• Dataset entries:
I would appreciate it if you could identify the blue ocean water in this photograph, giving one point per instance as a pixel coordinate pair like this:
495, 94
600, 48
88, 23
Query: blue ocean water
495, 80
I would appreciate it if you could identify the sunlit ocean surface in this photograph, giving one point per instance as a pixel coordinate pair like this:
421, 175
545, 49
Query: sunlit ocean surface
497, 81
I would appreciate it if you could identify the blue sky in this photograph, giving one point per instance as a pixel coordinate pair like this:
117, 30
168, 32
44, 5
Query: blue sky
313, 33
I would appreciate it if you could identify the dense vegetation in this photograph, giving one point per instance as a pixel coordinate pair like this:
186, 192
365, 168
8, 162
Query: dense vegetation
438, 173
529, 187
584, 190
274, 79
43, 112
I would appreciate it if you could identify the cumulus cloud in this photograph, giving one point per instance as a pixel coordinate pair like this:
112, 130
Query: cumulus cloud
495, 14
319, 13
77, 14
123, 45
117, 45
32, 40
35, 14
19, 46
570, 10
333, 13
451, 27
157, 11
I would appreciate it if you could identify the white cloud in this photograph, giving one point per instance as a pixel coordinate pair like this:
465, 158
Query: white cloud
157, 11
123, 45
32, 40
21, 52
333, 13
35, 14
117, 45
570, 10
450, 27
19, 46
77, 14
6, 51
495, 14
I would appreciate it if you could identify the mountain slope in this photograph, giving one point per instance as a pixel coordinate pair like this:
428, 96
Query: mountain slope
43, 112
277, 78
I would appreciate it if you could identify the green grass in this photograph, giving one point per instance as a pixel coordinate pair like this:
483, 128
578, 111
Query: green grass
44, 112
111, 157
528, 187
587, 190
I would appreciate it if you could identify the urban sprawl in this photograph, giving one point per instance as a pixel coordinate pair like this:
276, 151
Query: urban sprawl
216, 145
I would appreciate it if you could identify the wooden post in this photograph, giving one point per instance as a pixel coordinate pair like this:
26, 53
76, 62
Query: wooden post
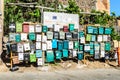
1, 24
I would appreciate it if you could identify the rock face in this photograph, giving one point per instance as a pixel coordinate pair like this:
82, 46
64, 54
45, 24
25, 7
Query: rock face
88, 5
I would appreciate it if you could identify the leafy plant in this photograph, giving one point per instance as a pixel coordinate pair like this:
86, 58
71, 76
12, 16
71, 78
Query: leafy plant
72, 7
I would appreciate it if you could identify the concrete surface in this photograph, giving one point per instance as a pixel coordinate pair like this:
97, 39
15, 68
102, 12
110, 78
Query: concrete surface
81, 74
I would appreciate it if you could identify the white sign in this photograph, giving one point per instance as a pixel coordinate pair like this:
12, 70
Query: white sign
51, 18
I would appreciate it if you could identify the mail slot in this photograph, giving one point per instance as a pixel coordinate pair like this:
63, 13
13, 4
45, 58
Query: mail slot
44, 38
75, 35
49, 35
71, 45
26, 56
38, 37
44, 28
71, 27
24, 36
49, 56
65, 28
38, 53
32, 46
81, 47
56, 27
14, 47
107, 46
93, 37
32, 58
58, 54
12, 27
88, 37
66, 44
108, 30
38, 45
20, 56
18, 27
80, 55
68, 35
20, 47
44, 46
26, 46
17, 38
56, 35
60, 45
15, 60
61, 35
39, 61
95, 31
90, 29
12, 36
25, 27
101, 30
38, 28
74, 53
76, 45
81, 34
49, 45
32, 36
65, 53
31, 28
54, 43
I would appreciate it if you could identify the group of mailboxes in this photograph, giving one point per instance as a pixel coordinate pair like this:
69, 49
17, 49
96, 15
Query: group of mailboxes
26, 27
29, 27
50, 35
31, 43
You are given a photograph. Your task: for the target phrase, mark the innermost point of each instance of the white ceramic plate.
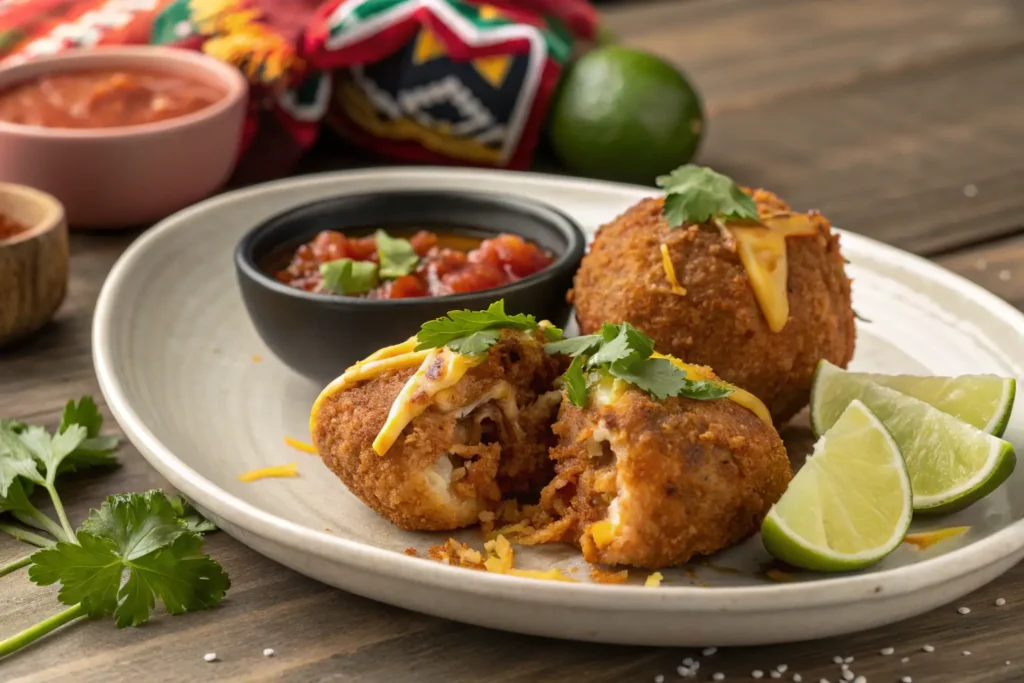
(174, 352)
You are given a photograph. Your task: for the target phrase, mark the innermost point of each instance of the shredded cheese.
(300, 445)
(670, 272)
(739, 396)
(289, 470)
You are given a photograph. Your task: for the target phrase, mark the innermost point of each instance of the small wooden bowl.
(33, 262)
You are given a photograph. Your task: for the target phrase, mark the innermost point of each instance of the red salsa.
(446, 264)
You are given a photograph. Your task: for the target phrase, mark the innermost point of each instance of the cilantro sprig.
(396, 258)
(624, 352)
(472, 332)
(134, 550)
(696, 194)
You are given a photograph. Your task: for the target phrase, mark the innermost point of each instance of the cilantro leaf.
(461, 324)
(696, 194)
(189, 516)
(576, 382)
(478, 342)
(50, 451)
(138, 537)
(396, 255)
(136, 523)
(574, 345)
(347, 276)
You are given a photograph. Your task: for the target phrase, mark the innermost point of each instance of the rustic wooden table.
(900, 120)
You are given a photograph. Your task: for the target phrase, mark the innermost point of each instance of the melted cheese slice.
(440, 370)
(763, 252)
(744, 398)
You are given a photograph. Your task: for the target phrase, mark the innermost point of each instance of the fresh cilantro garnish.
(624, 352)
(696, 194)
(132, 551)
(128, 553)
(396, 255)
(473, 332)
(576, 382)
(347, 276)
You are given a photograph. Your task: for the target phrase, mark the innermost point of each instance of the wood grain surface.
(880, 113)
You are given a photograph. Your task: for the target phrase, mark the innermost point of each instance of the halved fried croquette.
(651, 483)
(468, 443)
(714, 317)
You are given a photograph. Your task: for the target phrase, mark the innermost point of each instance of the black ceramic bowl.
(320, 335)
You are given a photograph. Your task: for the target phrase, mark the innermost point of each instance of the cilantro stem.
(37, 519)
(58, 506)
(15, 565)
(26, 536)
(29, 636)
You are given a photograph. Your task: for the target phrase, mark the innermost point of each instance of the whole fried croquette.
(651, 483)
(714, 317)
(467, 444)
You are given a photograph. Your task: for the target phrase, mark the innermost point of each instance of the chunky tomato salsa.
(104, 98)
(382, 266)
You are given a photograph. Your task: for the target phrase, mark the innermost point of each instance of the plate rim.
(742, 599)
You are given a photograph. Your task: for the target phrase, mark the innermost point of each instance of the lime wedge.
(849, 505)
(981, 400)
(951, 464)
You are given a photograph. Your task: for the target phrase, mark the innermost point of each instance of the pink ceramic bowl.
(130, 175)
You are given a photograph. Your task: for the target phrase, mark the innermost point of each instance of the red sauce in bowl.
(449, 263)
(104, 98)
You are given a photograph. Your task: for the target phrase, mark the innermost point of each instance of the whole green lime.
(622, 114)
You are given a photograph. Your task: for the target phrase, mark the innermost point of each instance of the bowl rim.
(138, 56)
(549, 215)
(52, 218)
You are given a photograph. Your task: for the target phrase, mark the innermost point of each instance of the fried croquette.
(718, 321)
(650, 483)
(468, 445)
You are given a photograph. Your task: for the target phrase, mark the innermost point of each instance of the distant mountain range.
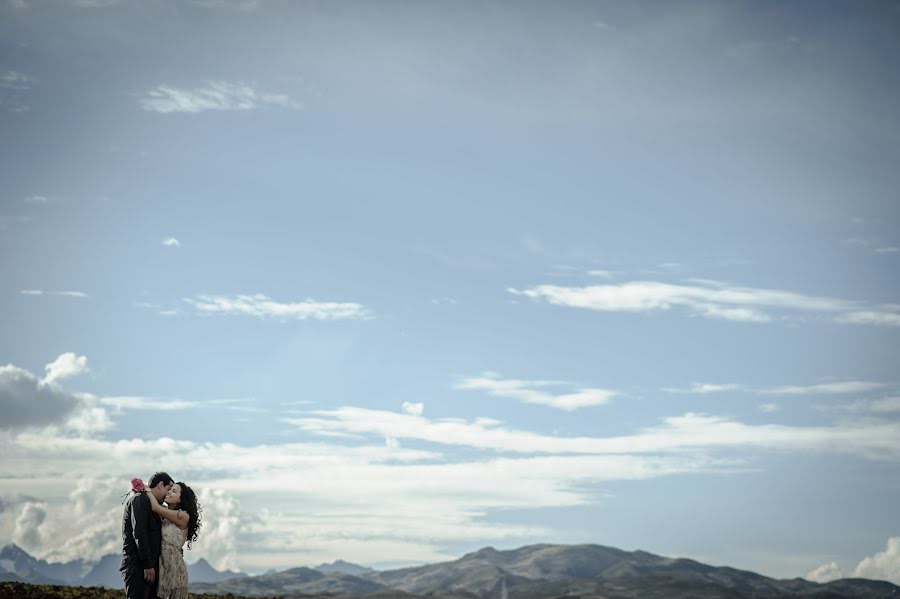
(532, 572)
(558, 571)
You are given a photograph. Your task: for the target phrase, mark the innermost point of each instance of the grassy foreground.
(10, 590)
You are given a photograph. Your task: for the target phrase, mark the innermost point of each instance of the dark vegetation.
(17, 590)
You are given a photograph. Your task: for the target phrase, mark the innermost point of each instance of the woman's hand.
(154, 504)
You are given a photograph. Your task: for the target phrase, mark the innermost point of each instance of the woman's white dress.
(172, 571)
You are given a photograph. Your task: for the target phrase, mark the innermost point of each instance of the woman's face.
(173, 496)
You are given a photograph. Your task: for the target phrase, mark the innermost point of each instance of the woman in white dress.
(181, 522)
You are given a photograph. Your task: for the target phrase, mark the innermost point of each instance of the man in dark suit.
(142, 539)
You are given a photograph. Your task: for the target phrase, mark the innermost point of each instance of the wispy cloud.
(216, 95)
(13, 88)
(884, 565)
(873, 244)
(532, 391)
(880, 405)
(829, 388)
(887, 316)
(95, 3)
(704, 388)
(78, 294)
(691, 431)
(245, 5)
(14, 80)
(158, 308)
(64, 366)
(708, 299)
(261, 306)
(137, 402)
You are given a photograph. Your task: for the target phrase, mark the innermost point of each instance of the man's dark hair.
(160, 477)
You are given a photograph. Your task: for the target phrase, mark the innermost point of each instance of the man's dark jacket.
(141, 534)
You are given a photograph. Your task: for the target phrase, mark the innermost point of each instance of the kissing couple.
(159, 519)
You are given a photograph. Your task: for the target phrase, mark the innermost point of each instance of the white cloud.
(135, 402)
(95, 3)
(14, 80)
(222, 523)
(882, 566)
(414, 409)
(883, 405)
(825, 573)
(245, 5)
(831, 388)
(78, 294)
(528, 392)
(834, 388)
(27, 402)
(704, 388)
(691, 431)
(604, 274)
(66, 365)
(96, 532)
(444, 300)
(262, 306)
(31, 531)
(708, 299)
(216, 95)
(888, 317)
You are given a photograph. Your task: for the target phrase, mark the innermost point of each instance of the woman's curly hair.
(190, 504)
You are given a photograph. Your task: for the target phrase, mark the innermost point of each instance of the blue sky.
(392, 282)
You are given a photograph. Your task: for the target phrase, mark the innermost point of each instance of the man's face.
(160, 490)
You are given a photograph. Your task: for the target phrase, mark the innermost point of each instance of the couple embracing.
(159, 519)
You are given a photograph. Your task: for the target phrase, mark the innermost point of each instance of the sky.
(390, 282)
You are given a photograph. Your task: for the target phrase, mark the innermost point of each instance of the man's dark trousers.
(141, 541)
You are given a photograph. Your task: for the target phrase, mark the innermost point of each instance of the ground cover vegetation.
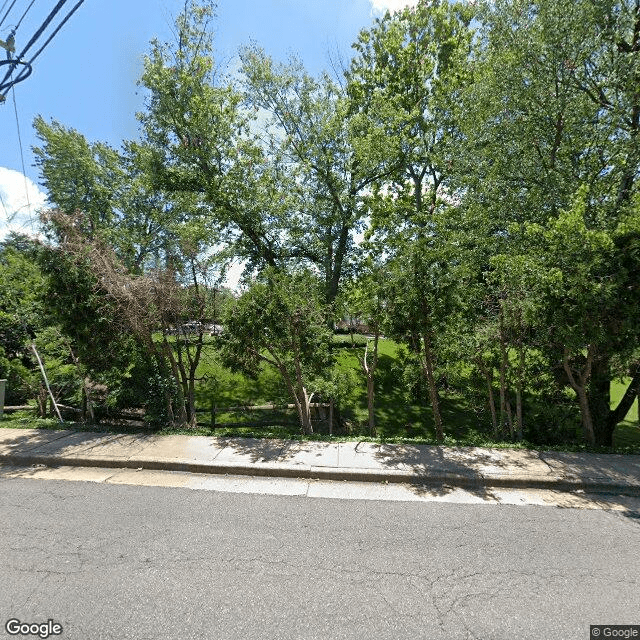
(441, 242)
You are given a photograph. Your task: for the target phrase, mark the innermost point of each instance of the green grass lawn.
(399, 418)
(627, 433)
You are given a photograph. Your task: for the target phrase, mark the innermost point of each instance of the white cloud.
(17, 213)
(380, 6)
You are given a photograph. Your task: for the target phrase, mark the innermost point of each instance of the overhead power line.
(23, 15)
(19, 60)
(8, 10)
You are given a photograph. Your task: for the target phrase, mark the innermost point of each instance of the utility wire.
(23, 15)
(35, 36)
(24, 173)
(56, 31)
(8, 10)
(25, 72)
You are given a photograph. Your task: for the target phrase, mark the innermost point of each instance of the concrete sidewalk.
(351, 461)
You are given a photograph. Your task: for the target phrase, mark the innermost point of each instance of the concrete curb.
(437, 478)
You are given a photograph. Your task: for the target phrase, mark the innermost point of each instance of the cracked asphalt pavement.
(148, 563)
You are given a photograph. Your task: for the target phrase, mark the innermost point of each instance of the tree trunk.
(580, 387)
(433, 391)
(599, 398)
(520, 390)
(505, 406)
(369, 370)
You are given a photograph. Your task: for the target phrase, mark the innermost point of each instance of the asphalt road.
(149, 563)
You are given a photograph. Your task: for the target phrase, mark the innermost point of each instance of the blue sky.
(86, 77)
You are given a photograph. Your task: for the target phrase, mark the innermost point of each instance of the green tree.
(281, 320)
(554, 106)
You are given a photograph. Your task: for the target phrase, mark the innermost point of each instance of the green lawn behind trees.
(468, 187)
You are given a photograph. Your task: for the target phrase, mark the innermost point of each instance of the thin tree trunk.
(505, 408)
(488, 376)
(433, 391)
(520, 390)
(580, 387)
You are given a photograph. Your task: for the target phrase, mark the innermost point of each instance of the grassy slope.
(397, 417)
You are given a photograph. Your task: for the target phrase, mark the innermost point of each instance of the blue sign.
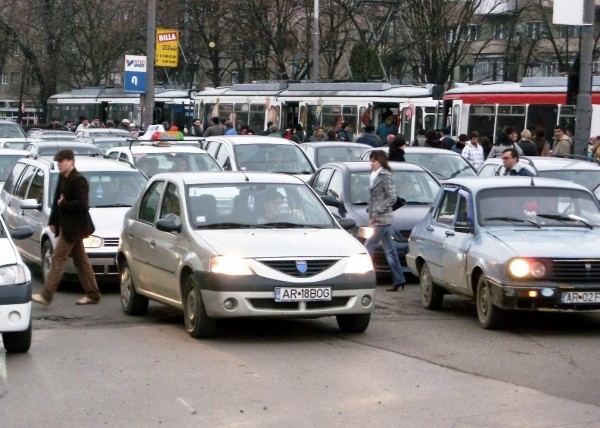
(135, 81)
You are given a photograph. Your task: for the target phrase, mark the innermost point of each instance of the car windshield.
(270, 157)
(255, 205)
(155, 163)
(11, 130)
(585, 177)
(442, 165)
(538, 206)
(109, 188)
(416, 187)
(338, 154)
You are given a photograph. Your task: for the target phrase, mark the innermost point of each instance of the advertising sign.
(135, 74)
(167, 48)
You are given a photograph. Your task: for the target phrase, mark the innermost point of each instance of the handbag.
(399, 202)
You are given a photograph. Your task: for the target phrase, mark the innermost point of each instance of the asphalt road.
(94, 366)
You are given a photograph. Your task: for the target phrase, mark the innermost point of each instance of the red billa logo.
(168, 37)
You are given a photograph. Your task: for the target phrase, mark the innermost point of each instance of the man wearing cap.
(71, 222)
(215, 129)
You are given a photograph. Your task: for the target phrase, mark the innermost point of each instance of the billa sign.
(167, 48)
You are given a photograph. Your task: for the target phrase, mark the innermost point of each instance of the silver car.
(511, 244)
(233, 244)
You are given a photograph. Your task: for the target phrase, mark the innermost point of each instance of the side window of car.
(13, 177)
(447, 211)
(150, 201)
(24, 181)
(336, 185)
(321, 180)
(170, 203)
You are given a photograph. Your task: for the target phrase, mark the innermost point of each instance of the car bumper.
(544, 297)
(15, 307)
(253, 296)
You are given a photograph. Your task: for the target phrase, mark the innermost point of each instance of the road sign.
(135, 73)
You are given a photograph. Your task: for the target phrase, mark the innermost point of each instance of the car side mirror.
(463, 227)
(170, 223)
(21, 232)
(30, 204)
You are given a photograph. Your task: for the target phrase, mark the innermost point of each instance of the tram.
(320, 104)
(175, 106)
(536, 102)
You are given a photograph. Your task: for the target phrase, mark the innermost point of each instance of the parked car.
(344, 187)
(27, 195)
(8, 159)
(165, 157)
(444, 164)
(15, 291)
(232, 245)
(260, 153)
(50, 148)
(510, 244)
(323, 152)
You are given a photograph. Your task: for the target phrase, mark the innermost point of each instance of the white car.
(15, 292)
(239, 245)
(164, 157)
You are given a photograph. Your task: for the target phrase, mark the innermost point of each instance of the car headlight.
(359, 263)
(92, 242)
(230, 265)
(13, 274)
(522, 268)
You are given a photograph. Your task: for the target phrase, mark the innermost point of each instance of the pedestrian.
(526, 144)
(71, 223)
(397, 147)
(473, 151)
(382, 198)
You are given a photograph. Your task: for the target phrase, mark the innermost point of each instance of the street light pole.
(148, 112)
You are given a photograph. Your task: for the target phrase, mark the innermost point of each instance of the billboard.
(167, 48)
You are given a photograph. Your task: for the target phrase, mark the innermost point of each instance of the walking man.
(70, 221)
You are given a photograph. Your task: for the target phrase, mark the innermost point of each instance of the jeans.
(63, 250)
(383, 233)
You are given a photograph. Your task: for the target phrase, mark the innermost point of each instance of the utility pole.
(148, 111)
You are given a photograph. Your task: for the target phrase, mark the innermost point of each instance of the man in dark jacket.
(71, 222)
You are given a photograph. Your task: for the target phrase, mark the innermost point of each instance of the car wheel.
(46, 259)
(432, 295)
(197, 323)
(353, 323)
(132, 302)
(490, 316)
(17, 341)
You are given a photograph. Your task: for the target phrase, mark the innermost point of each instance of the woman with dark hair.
(382, 198)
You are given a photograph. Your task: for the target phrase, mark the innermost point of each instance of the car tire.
(432, 295)
(490, 316)
(132, 302)
(47, 252)
(17, 341)
(353, 323)
(197, 323)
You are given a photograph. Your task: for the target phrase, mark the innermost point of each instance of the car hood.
(256, 243)
(551, 242)
(108, 221)
(9, 257)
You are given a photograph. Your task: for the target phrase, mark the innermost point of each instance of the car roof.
(477, 183)
(251, 139)
(228, 177)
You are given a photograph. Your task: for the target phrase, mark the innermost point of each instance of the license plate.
(302, 294)
(580, 297)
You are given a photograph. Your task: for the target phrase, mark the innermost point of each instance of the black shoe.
(395, 287)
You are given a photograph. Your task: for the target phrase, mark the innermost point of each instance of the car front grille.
(288, 267)
(335, 302)
(576, 270)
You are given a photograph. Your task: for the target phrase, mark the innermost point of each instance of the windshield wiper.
(565, 218)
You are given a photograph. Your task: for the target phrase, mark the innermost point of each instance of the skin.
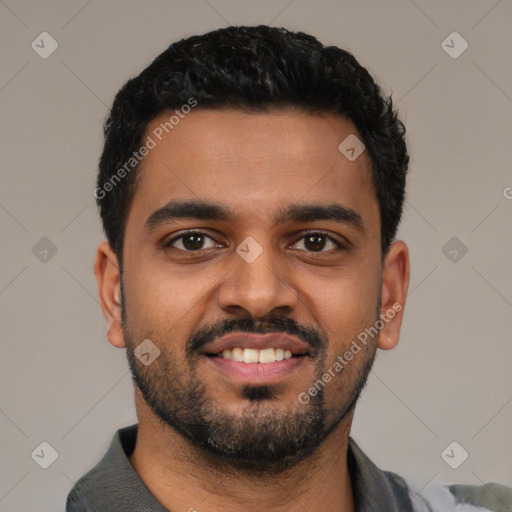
(254, 164)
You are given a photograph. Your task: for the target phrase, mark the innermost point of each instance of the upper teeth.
(253, 355)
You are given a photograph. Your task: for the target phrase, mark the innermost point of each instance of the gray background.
(448, 380)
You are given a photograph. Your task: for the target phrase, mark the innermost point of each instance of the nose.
(259, 287)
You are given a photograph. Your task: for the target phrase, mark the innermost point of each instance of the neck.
(182, 477)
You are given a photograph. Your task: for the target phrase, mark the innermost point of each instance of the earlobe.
(106, 270)
(395, 283)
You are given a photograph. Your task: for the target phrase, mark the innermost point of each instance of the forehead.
(253, 162)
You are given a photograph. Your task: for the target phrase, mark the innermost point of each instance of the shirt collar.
(374, 490)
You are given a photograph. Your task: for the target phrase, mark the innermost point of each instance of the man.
(250, 187)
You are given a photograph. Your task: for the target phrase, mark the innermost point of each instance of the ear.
(106, 270)
(395, 283)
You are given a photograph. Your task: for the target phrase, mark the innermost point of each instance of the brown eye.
(319, 242)
(191, 241)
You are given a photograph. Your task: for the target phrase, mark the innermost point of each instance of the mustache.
(270, 324)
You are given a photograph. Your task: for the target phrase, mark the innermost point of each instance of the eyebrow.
(203, 210)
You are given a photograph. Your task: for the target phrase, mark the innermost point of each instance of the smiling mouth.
(252, 355)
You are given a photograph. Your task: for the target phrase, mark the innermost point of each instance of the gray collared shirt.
(114, 486)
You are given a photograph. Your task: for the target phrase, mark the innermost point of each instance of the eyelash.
(168, 244)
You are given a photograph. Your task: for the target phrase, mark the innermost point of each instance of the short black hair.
(254, 69)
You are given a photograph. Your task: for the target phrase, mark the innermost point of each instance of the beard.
(263, 436)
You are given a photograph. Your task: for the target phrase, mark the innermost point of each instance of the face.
(254, 223)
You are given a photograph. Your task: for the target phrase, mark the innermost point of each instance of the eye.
(319, 242)
(190, 241)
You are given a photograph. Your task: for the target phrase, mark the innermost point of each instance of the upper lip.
(257, 341)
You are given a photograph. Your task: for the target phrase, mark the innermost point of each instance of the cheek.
(345, 306)
(164, 300)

• What the exercise asks:
Print exactly, and only, the lines running from the one that contains "of the eye." to the last line of the records above.

• Exercise solution:
You are given a photograph. Your task: for the target phrase, mark the innermost point of each instance of the eye.
(319, 242)
(190, 241)
You are given a photograph. Your task: for the target phrase, mark the innermost point of each instance of the upper lip.
(257, 341)
You are given a photograph. Your task: for the target phrase, mark the innermost point of each instance of the cheek.
(345, 306)
(164, 300)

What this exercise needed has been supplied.